*THE TASK*
Select every line in the records below that contains the string "with", copying each line in full. Case counts.
***** DATA PROVIDED
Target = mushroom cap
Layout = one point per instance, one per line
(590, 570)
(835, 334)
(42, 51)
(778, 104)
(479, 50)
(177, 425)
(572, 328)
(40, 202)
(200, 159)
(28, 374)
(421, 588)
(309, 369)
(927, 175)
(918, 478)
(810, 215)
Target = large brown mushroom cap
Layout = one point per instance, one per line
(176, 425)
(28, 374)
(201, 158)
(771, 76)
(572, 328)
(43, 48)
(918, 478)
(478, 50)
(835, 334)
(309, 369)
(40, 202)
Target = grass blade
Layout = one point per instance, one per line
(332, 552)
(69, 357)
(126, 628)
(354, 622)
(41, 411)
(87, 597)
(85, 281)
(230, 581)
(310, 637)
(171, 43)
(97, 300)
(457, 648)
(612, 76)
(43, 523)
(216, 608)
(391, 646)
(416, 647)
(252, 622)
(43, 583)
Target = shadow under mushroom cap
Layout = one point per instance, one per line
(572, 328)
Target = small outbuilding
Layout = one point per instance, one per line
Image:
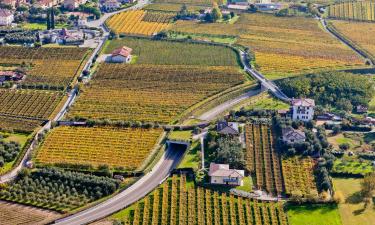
(291, 135)
(221, 174)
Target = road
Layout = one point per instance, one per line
(213, 113)
(264, 81)
(137, 191)
(342, 40)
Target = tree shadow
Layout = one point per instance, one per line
(355, 198)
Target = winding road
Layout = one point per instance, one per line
(137, 191)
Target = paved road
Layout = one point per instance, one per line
(265, 82)
(137, 191)
(213, 113)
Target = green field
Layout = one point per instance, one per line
(351, 210)
(352, 166)
(175, 53)
(327, 214)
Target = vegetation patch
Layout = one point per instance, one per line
(175, 202)
(137, 22)
(278, 41)
(150, 93)
(95, 147)
(176, 53)
(58, 190)
(318, 214)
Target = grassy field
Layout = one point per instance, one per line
(283, 46)
(351, 210)
(150, 93)
(358, 32)
(48, 68)
(185, 135)
(314, 215)
(352, 165)
(17, 214)
(176, 53)
(122, 149)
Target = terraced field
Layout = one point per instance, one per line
(55, 67)
(32, 104)
(359, 33)
(124, 149)
(150, 93)
(353, 10)
(262, 160)
(282, 46)
(139, 22)
(176, 203)
(17, 214)
(175, 53)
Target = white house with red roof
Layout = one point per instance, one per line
(6, 17)
(303, 109)
(221, 174)
(121, 55)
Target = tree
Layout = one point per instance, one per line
(230, 152)
(368, 188)
(216, 13)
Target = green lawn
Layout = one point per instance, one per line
(351, 210)
(327, 214)
(352, 165)
(247, 185)
(192, 158)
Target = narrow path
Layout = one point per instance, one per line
(344, 41)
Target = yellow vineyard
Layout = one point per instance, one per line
(87, 146)
(363, 10)
(131, 22)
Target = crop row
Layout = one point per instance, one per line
(352, 10)
(150, 93)
(131, 22)
(298, 175)
(117, 148)
(173, 203)
(29, 103)
(262, 160)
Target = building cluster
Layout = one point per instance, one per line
(262, 5)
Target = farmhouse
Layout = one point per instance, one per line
(291, 135)
(73, 4)
(227, 128)
(6, 17)
(303, 109)
(111, 5)
(121, 55)
(221, 174)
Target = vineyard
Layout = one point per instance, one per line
(18, 214)
(29, 104)
(191, 2)
(175, 203)
(298, 175)
(18, 124)
(118, 148)
(360, 33)
(55, 67)
(176, 53)
(353, 10)
(150, 93)
(133, 22)
(57, 189)
(262, 160)
(279, 41)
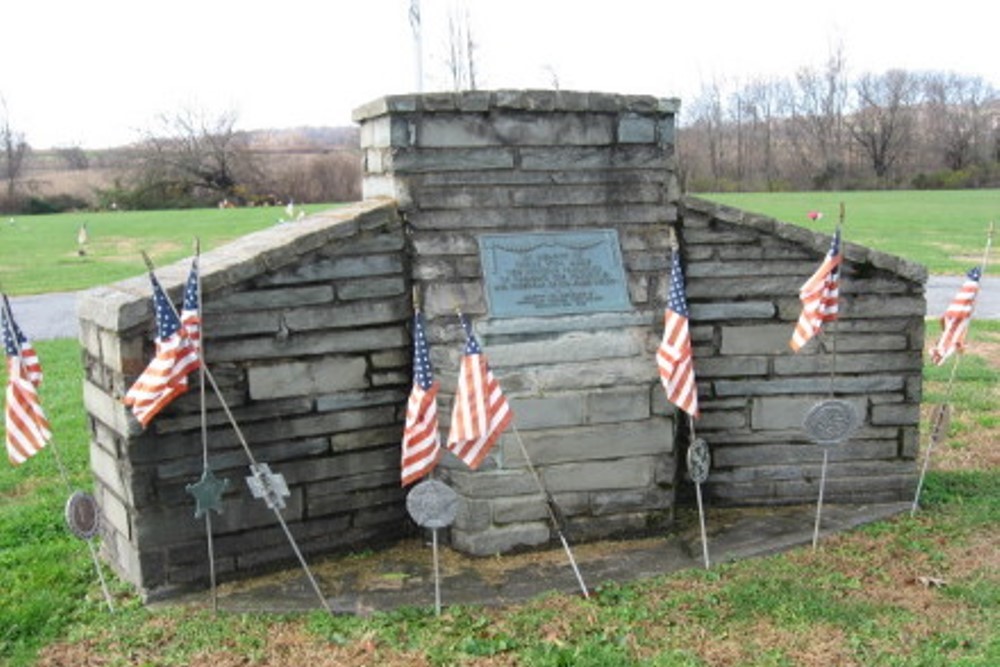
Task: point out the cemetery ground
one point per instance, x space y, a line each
905 591
919 591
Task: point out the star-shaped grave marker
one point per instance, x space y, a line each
207 493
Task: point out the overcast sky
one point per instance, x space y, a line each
94 73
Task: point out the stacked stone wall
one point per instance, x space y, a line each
584 388
305 333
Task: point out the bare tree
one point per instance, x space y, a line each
461 57
194 158
816 127
75 157
958 121
883 123
12 159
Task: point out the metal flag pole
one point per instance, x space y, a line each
64 475
206 470
264 478
550 507
940 419
833 375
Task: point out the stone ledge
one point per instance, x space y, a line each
127 304
818 242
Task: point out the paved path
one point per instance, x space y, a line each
403 576
45 316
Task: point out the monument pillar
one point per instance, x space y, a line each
543 216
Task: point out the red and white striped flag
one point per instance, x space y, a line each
421 440
956 319
481 412
27 428
820 297
177 353
674 357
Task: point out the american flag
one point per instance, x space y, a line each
29 358
165 377
956 318
481 412
421 440
820 297
27 428
674 354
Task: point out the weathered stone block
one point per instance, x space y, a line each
306 378
500 539
636 129
520 509
773 413
756 339
600 441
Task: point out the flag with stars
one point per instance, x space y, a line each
26 426
421 440
674 357
29 358
481 412
820 297
165 378
190 308
956 319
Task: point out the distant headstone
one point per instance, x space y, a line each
82 515
553 273
699 460
432 504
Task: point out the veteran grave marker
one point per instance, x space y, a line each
553 273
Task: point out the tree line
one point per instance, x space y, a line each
821 130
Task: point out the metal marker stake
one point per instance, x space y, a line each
701 507
819 501
253 461
935 434
210 539
437 574
701 518
833 377
552 516
63 474
938 430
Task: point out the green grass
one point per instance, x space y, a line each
761 612
38 253
943 230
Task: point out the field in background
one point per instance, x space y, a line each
41 253
909 592
943 230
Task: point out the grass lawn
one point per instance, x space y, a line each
867 597
944 230
39 253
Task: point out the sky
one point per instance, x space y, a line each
96 73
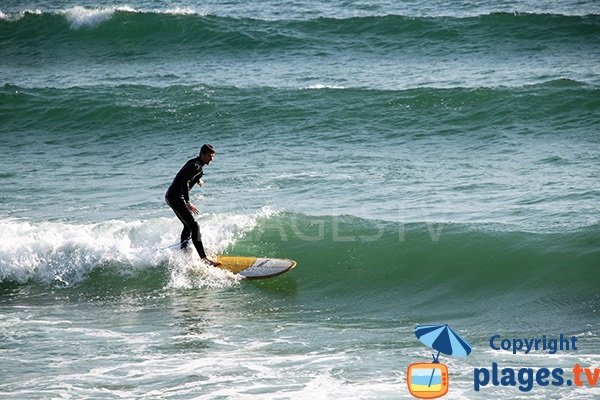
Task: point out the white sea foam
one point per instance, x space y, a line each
80 17
63 253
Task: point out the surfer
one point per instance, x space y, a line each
178 198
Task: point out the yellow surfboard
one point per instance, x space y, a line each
255 267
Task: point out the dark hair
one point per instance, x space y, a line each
207 148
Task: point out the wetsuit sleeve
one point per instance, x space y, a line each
192 174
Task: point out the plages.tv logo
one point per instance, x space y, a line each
431 380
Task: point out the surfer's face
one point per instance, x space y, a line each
207 157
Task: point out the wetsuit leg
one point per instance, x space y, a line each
190 226
186 235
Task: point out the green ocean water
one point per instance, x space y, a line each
422 164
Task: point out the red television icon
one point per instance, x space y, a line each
427 380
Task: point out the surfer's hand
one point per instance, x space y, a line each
193 209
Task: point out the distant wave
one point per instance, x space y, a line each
187 26
562 102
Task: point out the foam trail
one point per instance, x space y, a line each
80 17
57 252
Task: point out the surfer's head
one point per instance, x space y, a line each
207 153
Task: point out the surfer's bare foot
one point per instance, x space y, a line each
211 262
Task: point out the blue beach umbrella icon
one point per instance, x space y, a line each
443 339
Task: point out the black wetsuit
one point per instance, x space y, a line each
177 197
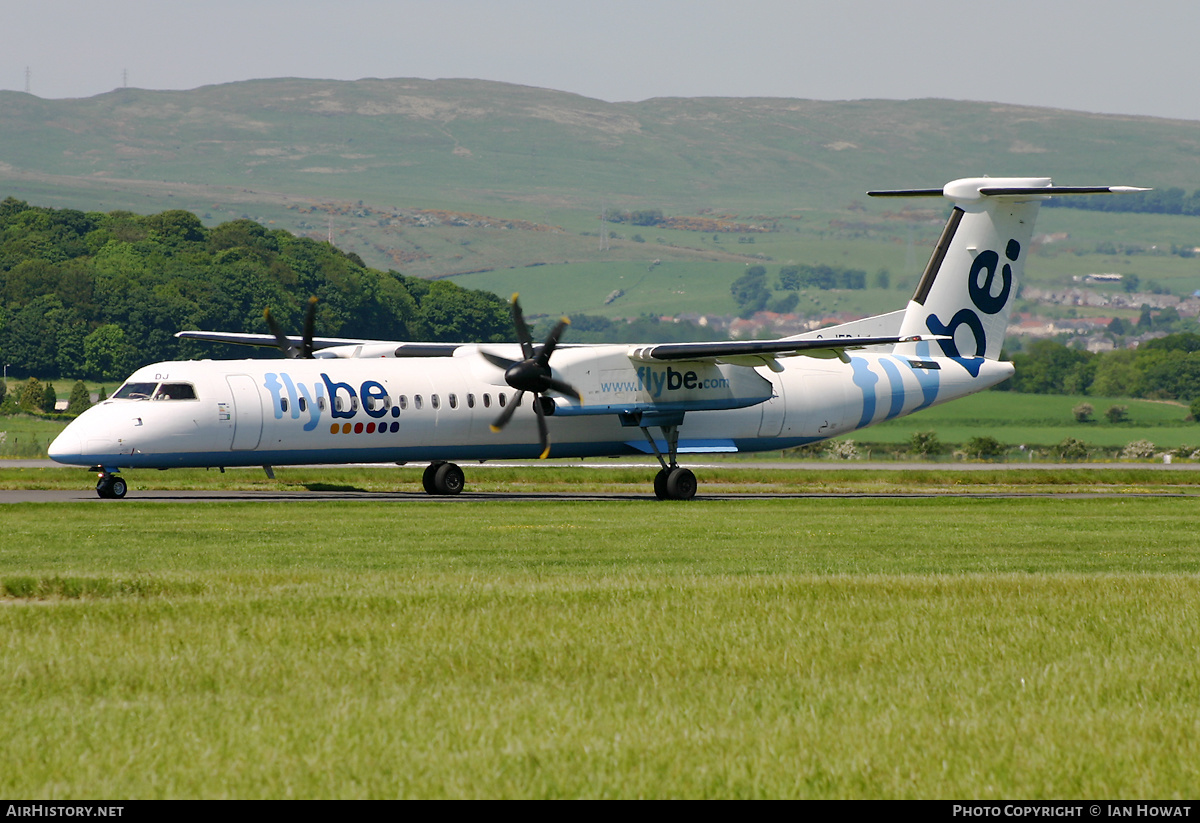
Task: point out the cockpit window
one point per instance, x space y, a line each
136 391
175 391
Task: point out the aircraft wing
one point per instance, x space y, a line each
763 352
346 347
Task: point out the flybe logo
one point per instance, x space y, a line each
989 293
300 400
655 382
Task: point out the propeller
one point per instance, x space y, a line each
532 373
303 352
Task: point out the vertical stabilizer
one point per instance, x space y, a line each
970 284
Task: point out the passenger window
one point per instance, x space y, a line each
135 391
175 391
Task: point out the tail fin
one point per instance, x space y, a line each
970 284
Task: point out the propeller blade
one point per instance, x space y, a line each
543 434
563 388
551 343
285 343
497 360
507 414
523 336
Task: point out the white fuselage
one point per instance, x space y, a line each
415 409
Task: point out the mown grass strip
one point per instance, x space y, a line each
1036 648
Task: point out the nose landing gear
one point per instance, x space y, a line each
111 486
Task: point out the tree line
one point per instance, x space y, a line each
1173 200
94 295
1163 368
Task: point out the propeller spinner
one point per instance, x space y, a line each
531 374
304 350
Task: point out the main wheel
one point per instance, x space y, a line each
427 479
681 484
111 486
449 479
660 484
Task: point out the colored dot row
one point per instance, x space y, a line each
360 428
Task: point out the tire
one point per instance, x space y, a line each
660 484
449 479
681 485
427 479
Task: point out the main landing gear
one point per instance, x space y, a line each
443 479
111 486
672 482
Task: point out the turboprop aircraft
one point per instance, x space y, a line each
353 401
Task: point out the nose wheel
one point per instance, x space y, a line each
111 486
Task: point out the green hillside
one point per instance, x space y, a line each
447 178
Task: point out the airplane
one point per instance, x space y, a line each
365 401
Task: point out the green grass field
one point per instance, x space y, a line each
1041 421
1038 421
822 648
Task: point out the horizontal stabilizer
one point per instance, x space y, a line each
976 187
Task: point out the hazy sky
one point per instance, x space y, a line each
1097 55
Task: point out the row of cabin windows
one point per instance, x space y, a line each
376 403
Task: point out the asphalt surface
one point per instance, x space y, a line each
88 494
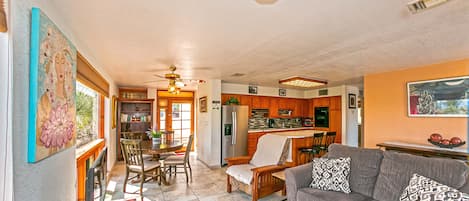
**********
*PROBLEM SOLUTION*
Target = white house with red roof
Task: point out the flag with stars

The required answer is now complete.